ACTU Healthy Work Conference – Accelerating Action!
Queensland Teachers' Journal, Vol 129 No 8, 1 November 2024, page no. 21
In early October, a group of QTU Organisers and Deputy General Secretary Brendan Crotty attended the ACTU Healthy Work Conference – Accelerating Action in Sydney.
The conference brought together unionists and allies in health and safety to build the capacity of unions to win safer work for our members.
It focused not only on physical risks and hazards but also psychosocial hazards in workplaces. There was also discussion of why, in a WHS regulatory regime that aims to prevent injury, disease and death at work, WHS regulators should be willing and able to initiate prosecutions in circumstances where workers and others are exposed to high levels of risk, before the risks have materialised in a form that could cause harm of any kind, or a “near miss”.
On behalf of the QTU, Brendan Crotty provided a presentation titled “Changing WHS culture in schools as workplaces”. The presentation examined the challenge of getting large employers who see their primary focus as service delivery to commit to ensuring safe systems of work and safe workplaces. The presentation also leaned into occupational violence and aggression and the general cultural challenges caused by the failure of the community, and sometimes our own members, to consciously apply a WHS lens to their work and workplaces, simply because they have “school” in the title.
Sessions from the conference included:
- Union power – the prescription for safer workplaces
- Creating mentally healthy work: organising and designing safe systems of work
- Deadly dust
- Making changes in work, health and safety
- Less talk, more action – union campaign on workplace and gendered violence
- Proactive WHS regulation: best practices and emerging challenges
- Organising around WHS
- Strengthening protections for injured workers
- First Nations union members on anti-racism.
Key takeaways
Meegan Jackson (Sunshine Coast Organiser): “My key takeaway was how unions work tirelessly so that members can take for granted what is achieved and the activation and awareness we see when conditions are under threat.”

■ Tasks
• A. In the article on the ACTU conference, what was the title of the presentation Brendan Crotty gave on behalf of the QTU?
• B. Duplicate the passage from the article on the ACTU conference that begins at the words "Queensland Teachers' Journal, Vol" and ends after "for our members.".
The records are not required for this work.

■ Records provided
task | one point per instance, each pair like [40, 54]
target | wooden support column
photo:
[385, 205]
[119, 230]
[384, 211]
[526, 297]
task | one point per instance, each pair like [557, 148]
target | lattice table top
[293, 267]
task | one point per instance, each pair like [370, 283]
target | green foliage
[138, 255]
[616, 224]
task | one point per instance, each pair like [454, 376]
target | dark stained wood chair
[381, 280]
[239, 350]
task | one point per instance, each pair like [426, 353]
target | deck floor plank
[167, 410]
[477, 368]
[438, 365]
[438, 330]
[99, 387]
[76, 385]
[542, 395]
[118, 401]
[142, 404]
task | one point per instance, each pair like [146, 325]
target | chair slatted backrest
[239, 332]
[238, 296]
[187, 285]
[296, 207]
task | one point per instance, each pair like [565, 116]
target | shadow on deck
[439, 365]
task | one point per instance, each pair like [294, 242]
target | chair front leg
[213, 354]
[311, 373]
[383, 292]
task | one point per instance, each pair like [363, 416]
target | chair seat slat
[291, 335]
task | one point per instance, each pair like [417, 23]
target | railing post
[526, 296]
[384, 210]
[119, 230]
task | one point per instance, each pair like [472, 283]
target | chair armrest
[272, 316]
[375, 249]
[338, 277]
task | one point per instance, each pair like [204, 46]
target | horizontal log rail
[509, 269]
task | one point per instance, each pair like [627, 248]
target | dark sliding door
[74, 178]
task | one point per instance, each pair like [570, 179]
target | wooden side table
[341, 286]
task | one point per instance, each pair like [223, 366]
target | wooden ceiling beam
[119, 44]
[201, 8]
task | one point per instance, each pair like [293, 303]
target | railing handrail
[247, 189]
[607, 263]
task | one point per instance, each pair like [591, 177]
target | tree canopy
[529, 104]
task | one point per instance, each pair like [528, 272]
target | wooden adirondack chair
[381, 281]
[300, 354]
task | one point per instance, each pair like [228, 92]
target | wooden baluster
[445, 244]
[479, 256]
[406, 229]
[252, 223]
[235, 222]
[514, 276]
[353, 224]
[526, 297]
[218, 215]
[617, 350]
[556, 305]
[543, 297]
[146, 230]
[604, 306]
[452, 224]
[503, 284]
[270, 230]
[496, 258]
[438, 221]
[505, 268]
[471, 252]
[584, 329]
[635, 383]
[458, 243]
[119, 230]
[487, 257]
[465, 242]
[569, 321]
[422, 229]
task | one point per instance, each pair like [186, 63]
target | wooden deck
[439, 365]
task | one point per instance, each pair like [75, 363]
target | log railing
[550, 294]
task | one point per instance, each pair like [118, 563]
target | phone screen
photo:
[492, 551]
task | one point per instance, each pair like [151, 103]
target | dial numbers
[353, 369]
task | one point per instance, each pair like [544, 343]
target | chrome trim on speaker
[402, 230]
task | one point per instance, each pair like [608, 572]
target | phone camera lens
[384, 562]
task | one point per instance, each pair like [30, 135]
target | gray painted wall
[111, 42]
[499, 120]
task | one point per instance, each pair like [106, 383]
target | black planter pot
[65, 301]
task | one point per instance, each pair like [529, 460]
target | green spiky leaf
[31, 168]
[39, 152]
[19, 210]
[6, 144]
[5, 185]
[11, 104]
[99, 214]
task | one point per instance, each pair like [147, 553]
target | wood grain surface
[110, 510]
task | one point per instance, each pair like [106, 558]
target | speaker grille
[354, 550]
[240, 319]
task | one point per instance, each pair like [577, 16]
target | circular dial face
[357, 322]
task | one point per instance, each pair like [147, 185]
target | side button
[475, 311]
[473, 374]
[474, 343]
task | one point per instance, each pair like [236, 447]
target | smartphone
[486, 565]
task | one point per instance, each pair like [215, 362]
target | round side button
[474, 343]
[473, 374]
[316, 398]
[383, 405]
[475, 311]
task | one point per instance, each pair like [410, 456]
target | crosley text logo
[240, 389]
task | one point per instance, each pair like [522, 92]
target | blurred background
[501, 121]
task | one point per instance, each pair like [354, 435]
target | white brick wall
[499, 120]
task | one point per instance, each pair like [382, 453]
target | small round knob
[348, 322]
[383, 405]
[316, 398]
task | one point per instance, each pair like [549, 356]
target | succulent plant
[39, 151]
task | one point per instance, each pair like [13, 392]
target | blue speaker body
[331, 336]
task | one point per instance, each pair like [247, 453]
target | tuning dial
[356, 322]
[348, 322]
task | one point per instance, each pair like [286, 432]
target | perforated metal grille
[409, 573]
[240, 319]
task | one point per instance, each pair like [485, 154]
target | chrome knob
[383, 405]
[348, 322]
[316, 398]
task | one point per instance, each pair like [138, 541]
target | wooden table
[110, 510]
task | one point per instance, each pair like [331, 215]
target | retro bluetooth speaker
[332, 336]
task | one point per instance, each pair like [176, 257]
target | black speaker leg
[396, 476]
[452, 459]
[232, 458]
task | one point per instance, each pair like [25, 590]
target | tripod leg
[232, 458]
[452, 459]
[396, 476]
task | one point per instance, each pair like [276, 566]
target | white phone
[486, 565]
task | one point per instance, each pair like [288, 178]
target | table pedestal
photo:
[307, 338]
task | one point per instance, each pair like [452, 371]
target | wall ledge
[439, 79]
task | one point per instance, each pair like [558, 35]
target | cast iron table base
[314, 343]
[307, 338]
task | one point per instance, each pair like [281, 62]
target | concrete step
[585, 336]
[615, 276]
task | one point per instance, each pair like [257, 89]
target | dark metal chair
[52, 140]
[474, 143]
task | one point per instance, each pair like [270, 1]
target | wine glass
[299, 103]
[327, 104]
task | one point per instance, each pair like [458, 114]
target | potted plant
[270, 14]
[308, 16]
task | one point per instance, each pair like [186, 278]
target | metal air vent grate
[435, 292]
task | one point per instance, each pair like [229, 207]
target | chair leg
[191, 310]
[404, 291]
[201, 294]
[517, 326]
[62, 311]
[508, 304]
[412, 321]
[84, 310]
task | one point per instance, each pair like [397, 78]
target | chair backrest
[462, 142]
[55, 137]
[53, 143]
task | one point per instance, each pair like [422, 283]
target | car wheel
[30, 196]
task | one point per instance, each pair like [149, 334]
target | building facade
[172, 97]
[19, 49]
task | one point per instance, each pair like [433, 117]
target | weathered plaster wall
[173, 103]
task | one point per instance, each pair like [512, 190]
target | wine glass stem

■ Outputs by task
• A. "Changing WHS culture in schools as workplaces"

• B.
Queensland Teachers' Journal, Vol 129 No 8, 1 November 2024, page no. 21
In early October, a group of QTU Organisers and Deputy General Secretary Brendan Crotty attended the ACTU Healthy Work Conference – Accelerating Action in Sydney.
The conference brought together unionists and allies in health and safety to build the capacity of unions to win safer work for our members.